- _Task details_
Give every line of the data again, exactly as it is written.

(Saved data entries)
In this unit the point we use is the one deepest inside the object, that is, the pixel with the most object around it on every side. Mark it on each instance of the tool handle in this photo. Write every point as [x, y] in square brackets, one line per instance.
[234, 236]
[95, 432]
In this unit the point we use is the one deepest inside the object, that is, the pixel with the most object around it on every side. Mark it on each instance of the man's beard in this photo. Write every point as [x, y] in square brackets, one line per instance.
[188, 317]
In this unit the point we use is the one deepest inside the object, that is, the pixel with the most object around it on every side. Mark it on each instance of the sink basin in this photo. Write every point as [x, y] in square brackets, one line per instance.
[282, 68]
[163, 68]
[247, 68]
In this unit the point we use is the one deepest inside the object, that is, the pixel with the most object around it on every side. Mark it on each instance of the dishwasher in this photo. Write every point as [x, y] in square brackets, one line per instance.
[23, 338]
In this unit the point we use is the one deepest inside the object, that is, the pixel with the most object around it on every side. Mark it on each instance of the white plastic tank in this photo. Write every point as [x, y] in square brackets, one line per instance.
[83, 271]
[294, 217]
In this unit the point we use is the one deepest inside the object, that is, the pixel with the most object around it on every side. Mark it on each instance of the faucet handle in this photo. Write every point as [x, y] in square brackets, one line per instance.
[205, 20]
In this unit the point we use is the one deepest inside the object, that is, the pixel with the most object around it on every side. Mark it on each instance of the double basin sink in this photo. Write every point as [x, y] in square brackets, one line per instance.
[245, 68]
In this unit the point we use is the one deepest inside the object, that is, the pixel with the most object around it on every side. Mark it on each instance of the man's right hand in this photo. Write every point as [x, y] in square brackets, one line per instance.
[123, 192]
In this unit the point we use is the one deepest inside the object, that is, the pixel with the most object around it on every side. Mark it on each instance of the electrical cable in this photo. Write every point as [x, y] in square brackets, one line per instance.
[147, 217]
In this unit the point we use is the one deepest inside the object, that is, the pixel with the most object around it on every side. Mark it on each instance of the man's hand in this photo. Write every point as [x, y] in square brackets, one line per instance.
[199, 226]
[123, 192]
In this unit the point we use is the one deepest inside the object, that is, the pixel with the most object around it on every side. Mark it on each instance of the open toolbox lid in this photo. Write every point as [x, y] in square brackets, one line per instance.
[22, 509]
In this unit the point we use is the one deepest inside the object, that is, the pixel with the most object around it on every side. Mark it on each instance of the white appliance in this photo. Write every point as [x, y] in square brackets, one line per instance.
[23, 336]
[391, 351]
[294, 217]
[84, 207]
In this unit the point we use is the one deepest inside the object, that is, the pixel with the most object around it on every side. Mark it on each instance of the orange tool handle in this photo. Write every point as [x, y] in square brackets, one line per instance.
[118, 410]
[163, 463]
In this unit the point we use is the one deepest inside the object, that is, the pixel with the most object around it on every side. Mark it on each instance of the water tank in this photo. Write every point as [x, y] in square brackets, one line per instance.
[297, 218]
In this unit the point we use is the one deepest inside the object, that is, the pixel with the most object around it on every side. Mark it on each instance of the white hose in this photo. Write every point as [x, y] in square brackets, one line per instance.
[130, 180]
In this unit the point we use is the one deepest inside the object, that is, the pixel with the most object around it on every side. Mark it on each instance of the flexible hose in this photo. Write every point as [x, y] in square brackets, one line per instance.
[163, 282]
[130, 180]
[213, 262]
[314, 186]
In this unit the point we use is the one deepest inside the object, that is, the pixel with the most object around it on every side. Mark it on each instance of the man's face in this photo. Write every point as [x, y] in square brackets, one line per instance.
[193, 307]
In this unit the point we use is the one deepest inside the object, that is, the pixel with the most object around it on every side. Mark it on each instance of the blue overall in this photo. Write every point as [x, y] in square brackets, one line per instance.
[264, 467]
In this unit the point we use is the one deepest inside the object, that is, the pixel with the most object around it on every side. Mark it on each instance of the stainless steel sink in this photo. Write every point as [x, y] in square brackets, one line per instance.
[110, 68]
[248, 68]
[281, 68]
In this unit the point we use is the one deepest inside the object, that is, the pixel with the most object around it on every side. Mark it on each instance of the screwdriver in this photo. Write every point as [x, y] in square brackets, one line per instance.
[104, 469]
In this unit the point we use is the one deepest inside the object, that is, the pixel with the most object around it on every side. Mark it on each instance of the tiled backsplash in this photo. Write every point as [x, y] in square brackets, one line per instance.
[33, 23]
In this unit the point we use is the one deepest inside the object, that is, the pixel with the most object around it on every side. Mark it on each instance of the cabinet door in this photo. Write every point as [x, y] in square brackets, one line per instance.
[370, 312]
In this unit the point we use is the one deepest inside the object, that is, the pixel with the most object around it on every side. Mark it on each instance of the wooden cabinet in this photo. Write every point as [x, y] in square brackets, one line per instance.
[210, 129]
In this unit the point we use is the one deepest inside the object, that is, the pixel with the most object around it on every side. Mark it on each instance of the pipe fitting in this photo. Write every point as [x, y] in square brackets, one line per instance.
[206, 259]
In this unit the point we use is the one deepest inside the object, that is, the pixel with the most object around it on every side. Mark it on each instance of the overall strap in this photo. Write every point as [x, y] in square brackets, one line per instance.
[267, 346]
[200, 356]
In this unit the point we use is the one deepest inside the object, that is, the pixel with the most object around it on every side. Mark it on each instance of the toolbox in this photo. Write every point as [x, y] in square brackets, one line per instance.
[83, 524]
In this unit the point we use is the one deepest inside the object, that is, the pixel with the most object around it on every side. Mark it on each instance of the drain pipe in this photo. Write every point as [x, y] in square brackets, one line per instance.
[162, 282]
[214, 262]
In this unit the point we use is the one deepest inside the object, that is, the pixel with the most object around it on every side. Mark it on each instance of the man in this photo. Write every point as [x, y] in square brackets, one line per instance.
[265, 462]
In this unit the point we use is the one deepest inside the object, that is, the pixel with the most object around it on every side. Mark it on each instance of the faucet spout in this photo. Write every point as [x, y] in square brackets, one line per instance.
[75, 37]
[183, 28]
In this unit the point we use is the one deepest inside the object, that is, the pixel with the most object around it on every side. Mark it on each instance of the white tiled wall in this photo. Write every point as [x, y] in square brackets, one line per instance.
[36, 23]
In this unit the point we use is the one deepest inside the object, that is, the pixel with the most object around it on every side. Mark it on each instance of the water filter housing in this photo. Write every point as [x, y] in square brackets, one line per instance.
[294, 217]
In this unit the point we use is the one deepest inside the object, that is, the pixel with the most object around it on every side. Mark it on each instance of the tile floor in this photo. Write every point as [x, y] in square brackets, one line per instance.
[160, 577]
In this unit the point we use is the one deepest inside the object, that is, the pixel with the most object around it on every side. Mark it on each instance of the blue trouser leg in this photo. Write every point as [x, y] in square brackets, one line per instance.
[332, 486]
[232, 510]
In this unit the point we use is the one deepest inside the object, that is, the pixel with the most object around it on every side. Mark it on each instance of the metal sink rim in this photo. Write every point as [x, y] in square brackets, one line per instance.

- _Written reply_
In this unit the point we use is the one deepest inside the object, that is, the pixel with the most object around it on every side. Mark it on each instance of the tool handle in this photo. Write every point as [x, y] in square brackets, one line per instance.
[234, 236]
[95, 432]
In this unit the point we use is the one deepest inside the object, that is, the pixel with the most object around it on every side. Mark it on each instance of the man's beard in this photo. Write every point as [x, y] in square brackets, one line per instance.
[188, 317]
In this unit the point we use is the one deepest inside the object, that is, the pixel with the most object around it on every side. Mark it on each instance of the sink basin in this photo. Write every point as [x, y] in square brackets, one line per instance.
[282, 68]
[163, 68]
[247, 68]
In this unit the point we use is the one deepest inside the object, that is, the pixel with the most object around it on every side. Mark it on each instance of the dishwasher in this photo. Write every point as [x, y] in square brackets, one line per instance.
[23, 338]
In this unit the point we use is the one deepest inside the object, that is, the pixel with the most object around it on every side. Mark it on each instance of the white plastic tank in this photo. Write every point as [x, y] in square brackets, one line per instance.
[83, 271]
[294, 217]
In this unit the point we use is the one deepest inside the object, that is, the pixel with the most object around it on every side. Mark it on each instance of the faucet handle in this photo. Write every point as [x, y] in square brackets, one line per instance.
[205, 20]
In this unit the point we use is the one deepest inside the object, that is, the pixel with the most object around it on every side. Mark it on each instance of the double basin sink in this photo. Write every point as [x, y] in square brackets, one line per instance.
[245, 68]
In this unit the point we use is the one deepest inside the object, that is, the pixel with the most object around it on every side. Mark it on each instance of the man's right hand in this photo. Write every point as [x, y] in square brackets, one line per instance.
[123, 192]
In this unit the point we use is the one deepest inside the object, that is, the pixel with the most object around it on every side. Mark it on each instance of the electrical cable in this photo. Write every point as [x, y] in square brackets, one line per instance.
[147, 217]
In this unit the point we use is the one deepest inside the object, that is, the pixel with the most object around it on every side. Mark it on each instance of the man's hand in this photo. Write every point as [x, y] in square brackets, one line per instance.
[199, 226]
[123, 192]
In this unit the point we use is the one deepest inside the object, that is, the pixel with the most object around it on every side. Mark it on each instance of the open toolbox lid in this photo. Write every point as [x, y] in square brackets, one line per instance.
[22, 509]
In this unit the point we use is the one deepest inside the object, that is, the pixel with the most object around it on every side. Mark it on each instance of the white appliance in this photo. Write every point as [x, y] in square brackets, one line per instance.
[23, 336]
[391, 351]
[294, 217]
[84, 207]
In this unit the point we use is the one deepest inside the object, that is, the pixel with the most object around it on every side. Mark it on each instance of the orange tool handle in this photo. Write every point as [x, y] in square brackets, one line per instance.
[118, 410]
[163, 463]
In this unit the point we use is the one deepest inside the object, that is, the pixel with the most object around it on every side. Mark it on each instance of the water tank in this photo. Write every point as [x, y] in square brackets, one line per instance.
[297, 218]
In this unit the point we use is the one deepest inside the object, that is, the pixel with the most object around it on every side. Mark it on each instance of the white hose in this photo. Write every point as [x, y] in square brackets, one line per instance.
[130, 180]
In this unit the point we use is the one deepest inside the object, that is, the pixel with the most object around it on every side. Mark it on each instance of the flexible hose in this photo. Write every point as [x, y] in square brackets, one line per instance.
[163, 282]
[130, 180]
[213, 262]
[314, 186]
In this unit the point we use is the one deepest inside the object, that is, the pixel with the most object around it on every side. Mark it on each instance of the man's face in this photo. Write every point as [x, y] in square brackets, one line per instance.
[193, 307]
In this unit the point we use is the one deepest inside the object, that is, the pixel with the most object around it on every side. Mark it on each instance of the blue overall in this photo. Write every point as [x, y] in square brackets, one line per instance.
[264, 467]
In this unit the point we use is the one deepest inside the object, that is, the pixel with the most object around it on every side. Mark it on each instance of the stainless steel sink in this photo. Write every point as [x, y] in square brackets, one line per instance.
[110, 68]
[248, 68]
[281, 68]
In this unit the point we use is the one deepest inside the object, that is, the pixel with the most object around it on every side. Mark it on each instance of the screwdriver in this photo. Write every point as [x, y] in square brackets, one line per instance.
[104, 469]
In this unit the point we use is the one deepest inside the object, that is, the pixel with the most object around it on every side. Mark it on each instance of the tiled backsplash in this photo. Write every point as [x, y] in square brackets, one line per instance.
[33, 23]
In this unit the point we use is the one deepest inside the object, that is, the pixel with the most object around it on every side. Mark it on each instance of the cabinet door in this photo. Write every point as [x, y] in square brackets, one line per instance.
[370, 312]
In this unit the point we use is the one deepest inside the object, that is, the pixel with the most object around it on every side. Mark it on each instance of the wooden cabinet in this photo. Write every point as [x, y] in square brackets, one line per instance.
[210, 129]
In this unit the point we use is the one deepest inside the object, that is, the pixel with the most object around it on every side. Mark it on each instance of the pipe fitting in this photo. Write every point as [x, y] in square brackets, one line per instance.
[206, 259]
In this unit the point we use is the one deepest inside the object, that is, the pixel with the most object around it on every side. Mark it on each instance of the overall strap in this photo. Write every point as [x, y] in square brackets, one line per instance.
[267, 346]
[200, 356]
In this unit the point we use is the one deepest inside the object, that is, the pixel with the most object around it on every side. Mark it on each instance of the toolbox in this photo. Write every point as [x, y] in square brackets, one line per instance.
[83, 524]
In this unit the point we use is the one deepest inside the object, that is, the pixel with the most object around it on every side. Mark it on each instance of the drain pipe in this photo. Write every point as [x, y] in square brackets, one line per instance.
[162, 282]
[214, 262]
In this unit the point we use is the one deepest inside the object, that is, the pixel with the most object around it on every side. Mark it on each instance of the man in this photo. Write every point as [x, y] in square brackets, one line per instance.
[265, 462]
In this unit the point we use is the one deepest inside the object, that is, the pixel with the most object around it on every side. Mark it on each instance of the faucet spout in this photo. Write every point as [x, y] in square brackets, one line per instance.
[75, 37]
[183, 28]
In this unit the point we use is the one deepest inside the object, that is, the pixel with the most object around it on every side. Mark it on each instance of the white tiled wall in this photo. Write every point as [x, y] in square brackets, one line per instance.
[36, 23]
In this unit the point we use is the one deepest inside the object, that is, the pixel with the most object around it on every side. Mark it on each instance of the water filter housing in this photo. Write every point as [x, y] in square brackets, one line per instance.
[294, 217]
In this unit the point we use is the one deepest inside the object, that is, the pixel with the most object around it on every side. Mark it on each instance of the tile floor in this photo. Write every point as [x, y] in square brackets, one line per instance.
[160, 577]
In this unit the point we use is the one deepest inside the object, that is, the pixel with the most object around it on every side. Mark it on each instance of the blue trouser leg in this photo. Write every point as [x, y] in square brackets, one line per instance.
[332, 486]
[232, 510]
In this unit the point we use is the one deepest inside the object, that is, the pixel with the most object around it on every side. Mark it on each instance of the metal sink rim in this photo. Write every point as [x, y] in square brackets, one line per instance.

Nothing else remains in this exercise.